PASSAGE TO READ:
┌────────

In Spain, the police fired rubber bullets to regain control of a detention center in the eastern city of Valencia, where about 50 migrants tried to escape, The Associated Press said, citing local news reports. The episode began late Sunday, when migrants assaulted a guard and grabbed his keys, according to The A.P.

And in Greece, the authorities said they had requested European Union aid to help it cope with the surge in the number of migrants arriving each day, often on rickety boats from Turkey.

Mr. Hollande said a plan that was expected to be presented on Wednesday by the European Commission, the union’s executive arm, would redistribute 120,000 people across the bloc over the next two years.

“It is the duty of France, where the right to asylum is entirely part of its soul, of its flesh,” said Mr. Hollande, who added that France was ready to host an international conference on the matter.

The United Nations refugee agency has said that more than 310,000 people have crossed the Mediterranean to reach Europe since the beginning of the year, prompting Mr. Hollande to say that the situation was “dramatic” and “serious,” but that it could and would be brought under control.

└────────

ENTRIES SHOWN:

┌────────

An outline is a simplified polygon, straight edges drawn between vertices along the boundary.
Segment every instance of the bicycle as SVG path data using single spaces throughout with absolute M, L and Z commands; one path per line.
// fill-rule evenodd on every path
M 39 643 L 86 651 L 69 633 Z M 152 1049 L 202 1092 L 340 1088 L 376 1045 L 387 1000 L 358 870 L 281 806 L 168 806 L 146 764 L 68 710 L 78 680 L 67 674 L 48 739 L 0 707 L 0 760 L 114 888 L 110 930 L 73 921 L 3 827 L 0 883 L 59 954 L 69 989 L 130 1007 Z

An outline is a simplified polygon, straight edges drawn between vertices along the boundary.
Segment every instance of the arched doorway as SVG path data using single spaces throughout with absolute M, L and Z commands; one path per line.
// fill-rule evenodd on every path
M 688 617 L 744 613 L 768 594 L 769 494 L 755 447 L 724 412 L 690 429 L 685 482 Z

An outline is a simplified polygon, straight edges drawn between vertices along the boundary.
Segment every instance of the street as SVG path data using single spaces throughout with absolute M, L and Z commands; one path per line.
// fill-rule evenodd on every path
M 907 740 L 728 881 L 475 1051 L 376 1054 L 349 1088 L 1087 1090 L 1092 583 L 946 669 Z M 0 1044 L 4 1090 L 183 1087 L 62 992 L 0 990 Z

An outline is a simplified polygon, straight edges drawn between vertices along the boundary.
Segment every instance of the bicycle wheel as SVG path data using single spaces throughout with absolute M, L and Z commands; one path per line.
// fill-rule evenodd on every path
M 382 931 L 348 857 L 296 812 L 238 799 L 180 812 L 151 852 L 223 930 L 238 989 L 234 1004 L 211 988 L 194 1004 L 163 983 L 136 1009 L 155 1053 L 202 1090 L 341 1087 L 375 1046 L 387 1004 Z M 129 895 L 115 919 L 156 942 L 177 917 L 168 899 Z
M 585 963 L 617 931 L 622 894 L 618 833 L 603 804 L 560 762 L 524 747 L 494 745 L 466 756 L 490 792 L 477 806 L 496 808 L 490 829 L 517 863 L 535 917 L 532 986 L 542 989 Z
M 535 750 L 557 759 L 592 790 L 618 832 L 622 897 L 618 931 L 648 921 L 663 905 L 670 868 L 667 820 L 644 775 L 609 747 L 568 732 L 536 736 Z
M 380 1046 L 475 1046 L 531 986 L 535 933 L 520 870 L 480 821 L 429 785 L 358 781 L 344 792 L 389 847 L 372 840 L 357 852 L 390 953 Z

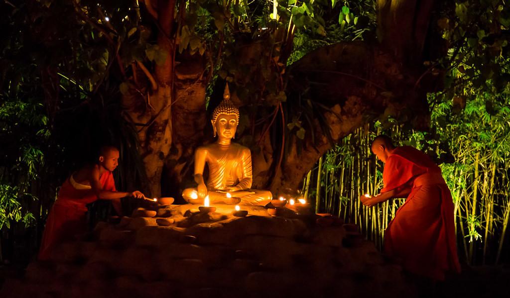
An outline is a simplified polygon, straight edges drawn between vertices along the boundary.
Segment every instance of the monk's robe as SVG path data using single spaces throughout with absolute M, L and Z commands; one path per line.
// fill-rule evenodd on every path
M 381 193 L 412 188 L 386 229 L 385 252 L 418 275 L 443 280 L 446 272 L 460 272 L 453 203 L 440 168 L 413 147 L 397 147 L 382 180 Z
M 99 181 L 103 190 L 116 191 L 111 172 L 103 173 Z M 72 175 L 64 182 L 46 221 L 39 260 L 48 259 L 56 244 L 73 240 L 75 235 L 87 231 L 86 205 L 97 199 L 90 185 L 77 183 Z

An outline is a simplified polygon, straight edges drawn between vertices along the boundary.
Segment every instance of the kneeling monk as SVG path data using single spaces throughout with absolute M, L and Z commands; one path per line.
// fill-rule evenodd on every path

└────────
┌────────

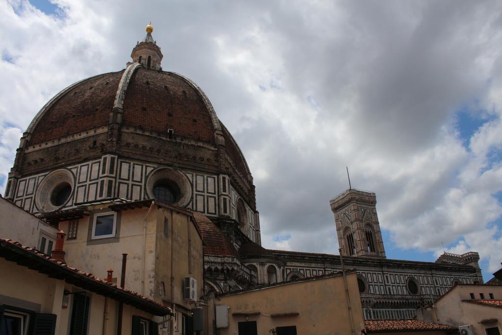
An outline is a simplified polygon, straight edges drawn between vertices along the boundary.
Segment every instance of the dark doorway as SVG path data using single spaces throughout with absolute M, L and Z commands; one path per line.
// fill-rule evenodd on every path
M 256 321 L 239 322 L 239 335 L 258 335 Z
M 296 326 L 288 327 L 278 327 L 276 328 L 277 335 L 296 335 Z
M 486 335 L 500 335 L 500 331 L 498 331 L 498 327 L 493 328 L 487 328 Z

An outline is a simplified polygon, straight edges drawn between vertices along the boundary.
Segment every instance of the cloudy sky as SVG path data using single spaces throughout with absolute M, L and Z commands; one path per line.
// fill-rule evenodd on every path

└────────

EXERCISE SET:
1. In the passage about migrants reaching Europe, how many people would the European Commission's plan redistribute across the bloc?
2. Extend the passage about migrants reaching Europe, starting right after its final sentence.

RESULTS BY TASK:
1. 120,000 people over the next two years.

2.
The seemingly disparate projections of the numbers of migrants cited by different governments underlined the confusion and difficulty that the European Union has found in trying to come up with a coherent policy for the fast-moving situation.

The European Union needs to provide “massive humanitarian aid” to countries like Jordan and Lebanon that have taken in millions of Syrian refugees, Mr. Hollande said.

The French leader added that the European Union needed to create so-called hot spot reception centers in countries like Greece, Hungary and Italy to identify and register migrants as they arrived in the European Union and to turn back those who do not fulfill the requirements for asylum.

It was not clear how such centers would operate.

In Britain, Prime Minister David Cameron detailed his government’s plan to accept thousands more refugees from Syria, after a public and political uproar over his initial reaction to the crisis.

Mr. Cameron said on Monday that he would accept up to 20,000 Syrian refugees in Britain, but that they would most likely be limited to asylum seekers from camps in Jordan, Lebanon and Turkey, rather than in Europe.

The British government has indicated that it does not want to add incentives, or “pull factors,” that would encourage more migrants to risk the passage to Europe, nor to favor those migrants who could afford to pay people smugglers over those who are in the regional camps.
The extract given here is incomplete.